Exercise goal: For this exercise, return exactly the lines of the material below that begin at the one with "the cloud, each" and stop after the one with "The component shall place one marker per instance of the paved".

Records for the exercise:
--- START ---
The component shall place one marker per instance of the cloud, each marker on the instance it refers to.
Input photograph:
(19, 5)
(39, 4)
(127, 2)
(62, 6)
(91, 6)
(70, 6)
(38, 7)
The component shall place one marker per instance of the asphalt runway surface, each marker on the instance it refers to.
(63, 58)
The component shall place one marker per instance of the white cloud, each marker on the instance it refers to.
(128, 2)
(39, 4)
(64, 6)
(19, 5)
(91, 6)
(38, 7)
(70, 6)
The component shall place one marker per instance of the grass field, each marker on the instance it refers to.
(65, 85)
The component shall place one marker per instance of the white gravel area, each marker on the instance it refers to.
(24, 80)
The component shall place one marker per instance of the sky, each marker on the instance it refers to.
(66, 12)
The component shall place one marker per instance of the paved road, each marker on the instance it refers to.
--- END ---
--- START ---
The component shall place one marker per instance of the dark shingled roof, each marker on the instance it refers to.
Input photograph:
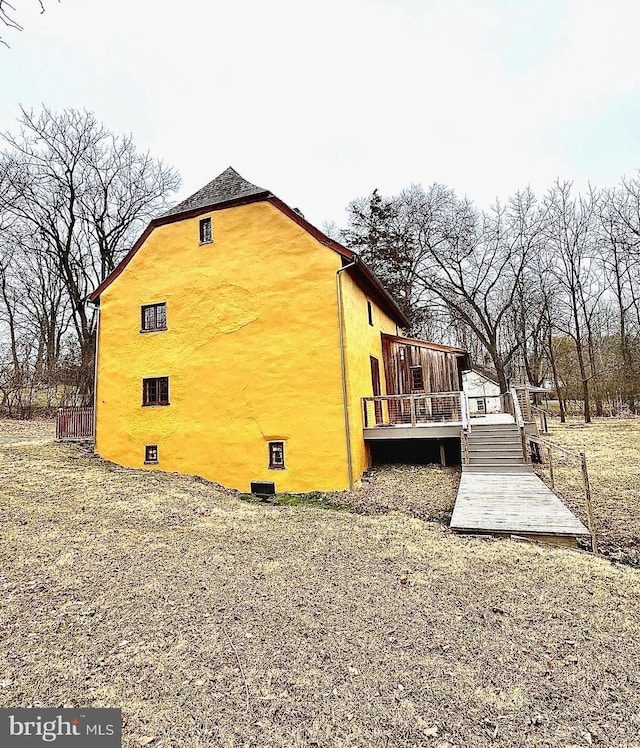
--- END ---
Solution to the exercise:
The component shall place one marker per instance of the cloud, each marker on the instance it refers to.
Input photograph:
(19, 5)
(39, 4)
(127, 2)
(62, 6)
(91, 6)
(70, 6)
(38, 7)
The component shall place one marker per instance of the asphalt runway surface, each marker on the instance it refers to.
(63, 58)
The component shall place one marker per instance of the white cloud, each marker on the instance it refers to.
(128, 2)
(39, 4)
(64, 6)
(19, 5)
(91, 6)
(38, 7)
(70, 6)
The component shall place one marker per instance of the grass field, each marker on the instance it refers to.
(65, 85)
The component shall place one marker per instance of the white gravel area, each marker on the instance it refers to.
(24, 80)
The component shall place one marker per instance of the sky, each marker on the instance it refers to.
(66, 12)
The component shall place one marker per instance of the paved road, each marker on the instance it refers to.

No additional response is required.